╔══

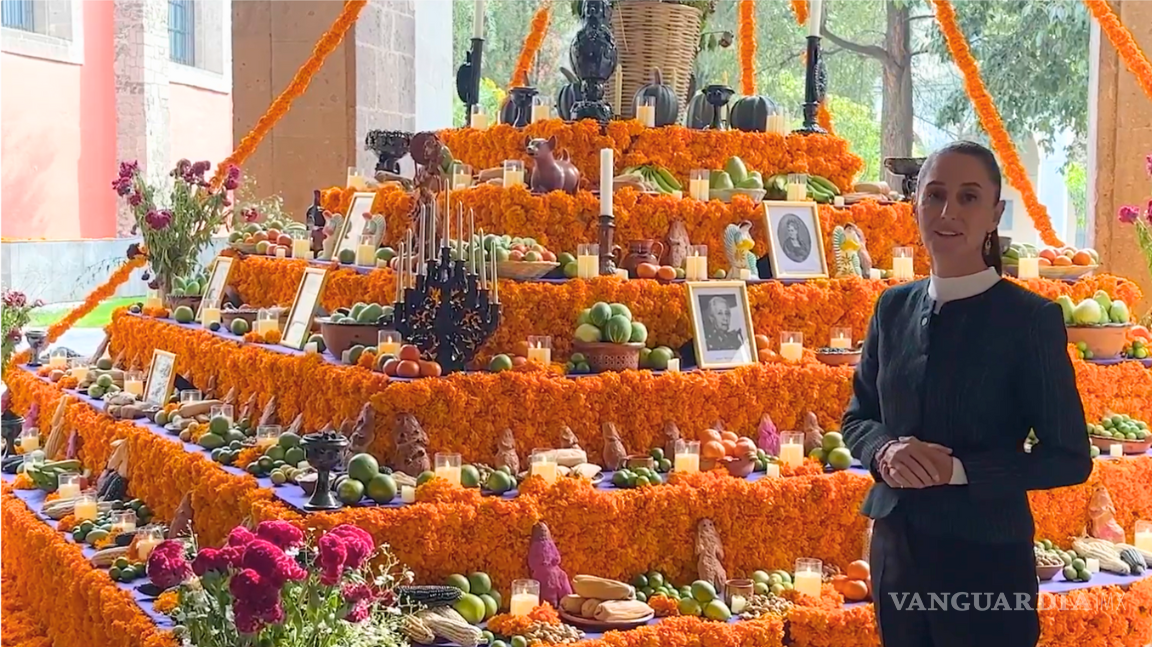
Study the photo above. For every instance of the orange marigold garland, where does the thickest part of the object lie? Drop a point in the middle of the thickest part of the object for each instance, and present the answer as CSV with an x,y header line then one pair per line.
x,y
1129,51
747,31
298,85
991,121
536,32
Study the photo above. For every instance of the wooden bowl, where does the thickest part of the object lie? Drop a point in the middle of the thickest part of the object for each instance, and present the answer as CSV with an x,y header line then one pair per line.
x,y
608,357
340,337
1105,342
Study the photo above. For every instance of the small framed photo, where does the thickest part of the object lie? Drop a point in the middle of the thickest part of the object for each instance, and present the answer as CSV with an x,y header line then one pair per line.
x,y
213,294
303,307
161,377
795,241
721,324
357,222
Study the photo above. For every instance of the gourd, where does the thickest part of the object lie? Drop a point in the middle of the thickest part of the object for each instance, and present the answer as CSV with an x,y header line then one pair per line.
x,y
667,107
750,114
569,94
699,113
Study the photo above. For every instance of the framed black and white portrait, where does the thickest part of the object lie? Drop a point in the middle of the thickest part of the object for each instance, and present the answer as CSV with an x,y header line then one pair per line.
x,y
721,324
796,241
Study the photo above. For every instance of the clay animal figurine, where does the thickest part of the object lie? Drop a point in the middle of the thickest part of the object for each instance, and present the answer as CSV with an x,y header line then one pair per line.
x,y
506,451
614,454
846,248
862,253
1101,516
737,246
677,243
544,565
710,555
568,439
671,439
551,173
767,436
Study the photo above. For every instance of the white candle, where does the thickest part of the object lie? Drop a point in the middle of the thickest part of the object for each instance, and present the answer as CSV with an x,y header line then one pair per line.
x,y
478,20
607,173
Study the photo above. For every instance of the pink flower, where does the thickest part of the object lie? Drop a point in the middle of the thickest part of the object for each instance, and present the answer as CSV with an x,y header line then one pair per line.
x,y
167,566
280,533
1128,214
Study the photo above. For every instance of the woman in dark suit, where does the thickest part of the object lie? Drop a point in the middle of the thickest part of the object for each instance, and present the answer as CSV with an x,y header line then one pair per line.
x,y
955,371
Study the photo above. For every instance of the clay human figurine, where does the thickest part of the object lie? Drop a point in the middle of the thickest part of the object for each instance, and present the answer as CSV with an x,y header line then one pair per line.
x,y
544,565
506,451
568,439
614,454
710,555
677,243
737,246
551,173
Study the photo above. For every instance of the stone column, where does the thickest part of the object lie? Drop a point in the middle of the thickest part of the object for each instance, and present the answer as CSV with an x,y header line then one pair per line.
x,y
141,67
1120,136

╚══

Exercise ▸
Rewrite everything from the entry containing "Study the photo above. For every instance of the clay animal" down to the last of the entries, including the requests, with each x and y coordinate value in the answers offset by -17.

Written solution ▸
Study the photo above. For every instance of the clay animal figurine, where does the thickest part of the object lie? Drop a point in the middle of the thickest part of the object for each instance, and present the answer as CSV with an x,y header line then one pair per line.
x,y
489,434
597,437
829,231
845,236
1084,499
720,229
660,226
527,548
693,538
551,422
654,422
534,156
750,419
Study the photo above. For every instance of the white candle, where does the thickest part of the object lie? Drop a point in the middle of the thickest part of the object for each instance, and present the answer as CSV with an x,y header line then one pair per line.
x,y
461,3
590,156
Study the photo above. For every instance of the pink flower, where does the thickest part of the object lie? Drop a point in the middle of the thickest part of the object for each instance, and present the answer as CSV with an x,y header line then one pair per line.
x,y
150,549
263,516
1111,197
Study the photo above. For every instance of the woman in dark suit, where does the thickest part of the object lie? Drop a point in the middle of the thickest part of the object for each instance, and present the answer as CSV with an x,y header line then one pair per line.
x,y
938,354
Study the photo above. For every instance of the clay human figurine, where does the thickest part of the object lie? Drop a point in the middle of the thickest part of the object for each instance, and present the answer as CSV with an x,y header line then one pair per line.
x,y
527,548
489,434
551,422
597,437
693,538
660,226
720,229
534,156
Study the photo above. For every instance of the stone column, where does the thickest part of the object lie? Drop a point in the middle of the thickest part of the object for each instance, and present the answer as CSV with an x,y header line then one pair per line.
x,y
124,50
1103,119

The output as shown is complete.